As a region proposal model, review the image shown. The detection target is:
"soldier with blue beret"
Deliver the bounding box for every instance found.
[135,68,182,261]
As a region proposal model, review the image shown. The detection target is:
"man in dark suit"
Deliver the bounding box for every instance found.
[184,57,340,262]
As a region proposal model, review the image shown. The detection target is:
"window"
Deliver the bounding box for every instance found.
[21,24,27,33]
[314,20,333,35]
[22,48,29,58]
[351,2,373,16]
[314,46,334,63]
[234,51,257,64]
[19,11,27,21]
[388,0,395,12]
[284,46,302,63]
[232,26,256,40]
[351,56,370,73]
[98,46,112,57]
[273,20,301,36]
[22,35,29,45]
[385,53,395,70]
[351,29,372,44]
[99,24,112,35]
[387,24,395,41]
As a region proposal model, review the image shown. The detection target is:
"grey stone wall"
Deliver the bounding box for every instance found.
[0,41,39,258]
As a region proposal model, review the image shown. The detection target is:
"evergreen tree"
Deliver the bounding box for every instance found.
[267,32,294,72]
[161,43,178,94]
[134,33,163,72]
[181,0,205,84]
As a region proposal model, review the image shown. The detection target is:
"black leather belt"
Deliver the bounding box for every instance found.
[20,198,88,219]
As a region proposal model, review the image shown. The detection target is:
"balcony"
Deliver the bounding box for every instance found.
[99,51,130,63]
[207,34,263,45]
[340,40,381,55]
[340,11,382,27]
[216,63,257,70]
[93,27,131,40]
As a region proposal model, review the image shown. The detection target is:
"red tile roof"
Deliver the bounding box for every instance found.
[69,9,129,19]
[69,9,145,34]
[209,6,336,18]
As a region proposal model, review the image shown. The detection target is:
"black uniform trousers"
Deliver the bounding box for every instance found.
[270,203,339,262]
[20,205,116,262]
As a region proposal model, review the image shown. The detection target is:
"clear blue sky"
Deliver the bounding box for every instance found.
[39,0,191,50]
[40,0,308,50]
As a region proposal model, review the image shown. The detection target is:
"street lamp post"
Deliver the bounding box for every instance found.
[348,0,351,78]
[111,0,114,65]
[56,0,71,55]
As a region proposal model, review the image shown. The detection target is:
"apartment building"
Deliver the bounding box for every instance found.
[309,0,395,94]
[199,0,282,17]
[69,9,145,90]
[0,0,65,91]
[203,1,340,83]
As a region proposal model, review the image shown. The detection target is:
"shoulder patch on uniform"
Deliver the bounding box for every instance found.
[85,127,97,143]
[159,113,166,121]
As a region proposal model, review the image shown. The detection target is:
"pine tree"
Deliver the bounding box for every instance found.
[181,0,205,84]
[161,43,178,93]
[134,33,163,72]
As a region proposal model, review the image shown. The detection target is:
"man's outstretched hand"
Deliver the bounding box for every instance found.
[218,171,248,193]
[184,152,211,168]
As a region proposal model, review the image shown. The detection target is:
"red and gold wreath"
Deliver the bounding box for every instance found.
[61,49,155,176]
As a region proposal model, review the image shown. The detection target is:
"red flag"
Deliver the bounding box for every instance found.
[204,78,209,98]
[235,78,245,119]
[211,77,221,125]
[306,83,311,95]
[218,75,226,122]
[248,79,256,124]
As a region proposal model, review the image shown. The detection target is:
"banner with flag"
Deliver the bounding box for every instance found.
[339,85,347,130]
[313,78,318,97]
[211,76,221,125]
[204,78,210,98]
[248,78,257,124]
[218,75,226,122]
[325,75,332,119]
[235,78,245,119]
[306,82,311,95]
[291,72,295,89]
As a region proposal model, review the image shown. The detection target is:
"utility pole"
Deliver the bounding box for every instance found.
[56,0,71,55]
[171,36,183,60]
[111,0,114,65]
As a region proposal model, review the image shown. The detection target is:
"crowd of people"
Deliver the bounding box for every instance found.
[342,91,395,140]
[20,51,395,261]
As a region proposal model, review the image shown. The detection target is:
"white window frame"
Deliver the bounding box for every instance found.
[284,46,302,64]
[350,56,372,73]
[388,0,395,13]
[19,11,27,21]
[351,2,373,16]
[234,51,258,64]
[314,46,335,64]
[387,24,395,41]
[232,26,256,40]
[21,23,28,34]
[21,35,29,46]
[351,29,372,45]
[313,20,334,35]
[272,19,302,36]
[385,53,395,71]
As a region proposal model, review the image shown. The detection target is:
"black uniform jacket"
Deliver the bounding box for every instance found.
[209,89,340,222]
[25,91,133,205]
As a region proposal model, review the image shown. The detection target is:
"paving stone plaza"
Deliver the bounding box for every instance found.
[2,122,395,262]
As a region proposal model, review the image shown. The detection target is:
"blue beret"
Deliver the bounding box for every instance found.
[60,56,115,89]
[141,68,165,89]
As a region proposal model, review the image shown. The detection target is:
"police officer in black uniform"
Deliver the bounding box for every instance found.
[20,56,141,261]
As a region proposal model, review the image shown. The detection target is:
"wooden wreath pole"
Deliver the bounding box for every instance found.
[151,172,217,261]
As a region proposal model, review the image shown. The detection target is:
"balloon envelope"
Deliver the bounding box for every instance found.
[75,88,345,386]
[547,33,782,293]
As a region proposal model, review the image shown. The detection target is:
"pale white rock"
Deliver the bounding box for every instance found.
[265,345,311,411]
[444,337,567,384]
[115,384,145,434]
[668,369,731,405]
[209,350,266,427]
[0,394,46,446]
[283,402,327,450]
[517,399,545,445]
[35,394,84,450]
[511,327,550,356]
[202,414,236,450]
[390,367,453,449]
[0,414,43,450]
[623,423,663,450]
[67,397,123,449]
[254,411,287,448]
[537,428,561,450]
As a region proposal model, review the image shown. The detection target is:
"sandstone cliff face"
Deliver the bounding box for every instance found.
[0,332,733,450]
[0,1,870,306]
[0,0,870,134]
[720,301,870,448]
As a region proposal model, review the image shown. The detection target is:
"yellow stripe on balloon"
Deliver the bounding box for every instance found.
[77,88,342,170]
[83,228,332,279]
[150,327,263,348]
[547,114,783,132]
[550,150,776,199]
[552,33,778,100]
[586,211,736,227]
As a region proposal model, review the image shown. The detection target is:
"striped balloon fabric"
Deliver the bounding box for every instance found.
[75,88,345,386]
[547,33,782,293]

┄┄┄┄┄┄

■ Your goal
Return the entries in full, keeping every line exactly as it is.

■ The output
As a region proposal model, review the image shown. The detection target is:
"soldier with blue beret"
Deliver the bounding box for every instance found.
[135,68,182,261]
As a region proposal model, review the image shown. The detection target is:
"man in dark suit"
Deliver the bounding box for every instance found.
[184,57,340,262]
As a region proposal model, review the image shown. The detection target is:
"window"
Deliver the bounding box for every instance found.
[21,24,27,33]
[314,20,333,35]
[22,48,29,58]
[351,2,373,16]
[314,46,334,63]
[234,51,257,64]
[19,11,27,21]
[388,0,395,12]
[284,46,302,63]
[232,26,256,40]
[351,56,370,73]
[98,46,112,57]
[273,20,301,36]
[22,35,29,45]
[385,53,395,70]
[351,29,372,44]
[99,24,112,35]
[387,24,395,41]
As a region proposal model, review the image shown. The detection target is:
"grey stone wall"
Deliver the bounding box for every instance found.
[0,41,39,258]
As a region proposal model, review the image shown. The detection target is:
"evergreen tree"
Deliver the bounding box for every instance found.
[267,32,294,72]
[161,43,178,94]
[134,33,163,72]
[181,0,205,84]
As a region proposal model, review the image shown. The detection target is:
"black leather belt"
Deliver the bounding box for every instance found.
[20,198,88,219]
As a region proposal model, review the image shown. The detection target is:
"balcony"
Deliver the bounding box for every instance found.
[99,51,130,63]
[207,34,263,45]
[340,40,381,55]
[340,11,382,27]
[216,63,257,70]
[93,27,131,40]
As a region proposal model, review the image shown. The detection target is:
"red tile roof"
Deliver the bounding box for every instance found.
[69,9,129,19]
[69,9,145,34]
[209,6,336,18]
As a region proposal model, review the image shown. The detection target is:
"black uniform trousers"
Deliver the bounding box for every instance found.
[270,203,339,262]
[20,205,116,262]
As a region proposal model, review the image shown. The detection target is:
"clear blue sky"
Deliver the bounding box for every instance found.
[39,0,191,50]
[40,0,308,50]
As a region proposal model, review the image shown. The detection target is:
"street lamp post"
Deliver the bounding box for every instance found.
[348,0,351,78]
[111,0,114,65]
[56,0,71,55]
As a region proposal model, review the image shown. The detection target is:
"apartment building"
Deliver the bounding box for every instance found.
[309,0,395,94]
[199,0,282,17]
[69,9,145,90]
[0,0,65,91]
[203,1,340,83]
As a region proposal model, review the image shown. The detection target is:
"shoulder patch on uniform"
Deliver the bounding box for every instance found.
[85,127,97,143]
[159,113,166,121]
As a region proposal model, review the image shown. The detection target is:
"pine tree"
Deliver the bounding box for every instance found.
[181,0,205,84]
[161,43,178,93]
[134,33,163,72]
As a region proposal model, review the image shown. The detection target is:
"man's outstretched hand"
Deliver the bounding box for every instance found.
[218,171,248,193]
[184,152,211,168]
As a region proposal model, review the image shown. The detection target is:
"red and gold wreath"
Deliver the bounding box for every instance found.
[61,49,155,176]
As a region proposal model, review the image shown. The detection target is:
"red flag"
Deliver the bounding box for every instance found.
[204,78,209,98]
[235,78,245,119]
[211,77,221,125]
[306,83,311,95]
[218,75,226,122]
[248,79,256,124]
As a region proposal model, review the image shown. The detection target is:
"banner with flag"
Deliver the bounding box for every instance found.
[339,85,347,130]
[313,78,318,97]
[211,76,221,125]
[204,78,210,98]
[248,78,257,124]
[218,75,226,122]
[325,75,332,119]
[235,78,245,119]
[306,82,311,95]
[291,72,295,89]
As a region proposal model, review the image shown. The detection target is:
"utility pole"
Deliver the bounding box for every instance found.
[56,0,71,55]
[171,36,183,60]
[111,0,114,65]
As a region proposal model, review the image shown. The detection target is:
"crowd of people"
Deliver the bounding box for every instance found.
[342,91,395,140]
[20,51,395,261]
As a region proposal model, review the image shown. The detection target is:
"white window frame"
Deliver the bounding box for every instance found.
[284,46,302,64]
[350,56,372,73]
[388,0,395,13]
[19,11,27,21]
[351,2,373,16]
[234,51,258,64]
[314,46,335,64]
[387,24,395,41]
[232,26,256,40]
[21,23,28,34]
[21,35,29,46]
[351,29,372,45]
[313,20,334,35]
[272,19,302,36]
[385,53,395,71]
As a region proposal model, review the image shown. The detection target is:
"black uniform jacket"
Deliver the bounding box for every instance found.
[209,89,340,222]
[25,91,133,205]
As a region proposal model, review the image shown. The detection target is:
"paving stone plaza"
Deliver the bounding box for every instance found.
[2,122,395,262]
As a region proposal model, review the image shown. The detection target is:
"blue beret"
Deliver the bounding box for every instance found.
[60,56,115,89]
[141,68,165,89]
As a region proposal model, review the image shown. The detection target is:
"police officer in black uniform"
Deliver the bounding box for every instance found.
[20,56,141,261]
As a region proposal model, review the image shown. The detection target is:
"wooden wreath pole"
Deliver the bounding box for every instance found.
[151,172,217,261]
As a region proposal model, review the image shown. The detection target is:
"balloon envelope"
Deliver the bounding box for every instance found.
[75,88,345,386]
[547,33,782,293]
As a region proposal model, review the image shown. The detection target is:
"pale white rock"
Deliver the bounding box for every instance found.
[265,345,311,411]
[444,337,567,384]
[115,384,145,434]
[668,369,731,405]
[209,350,266,427]
[0,394,46,446]
[283,402,327,450]
[517,399,545,445]
[35,394,84,450]
[511,327,550,356]
[202,414,236,450]
[390,367,453,449]
[0,414,43,450]
[623,423,663,450]
[67,397,123,449]
[254,411,287,448]
[537,428,561,450]
As a region proposal model, review the image shown. The detection target is:
"sandstone cliff face"
Deliver the bounding box for every instance found.
[0,332,733,450]
[0,1,870,306]
[0,0,870,134]
[720,301,870,448]
As a region proposal model, review the image shown. The detection target is:
"yellow stripe on balloon"
Deliver the bounding box for every instance found.
[77,88,342,170]
[83,228,332,279]
[150,327,263,348]
[547,114,783,132]
[550,150,776,199]
[552,33,778,100]
[586,211,736,227]
As a region proposal model, review the image shown. The detection target is:
"striped balloon fabric"
Deliver the bounding box for every instance found.
[75,88,345,386]
[547,33,782,293]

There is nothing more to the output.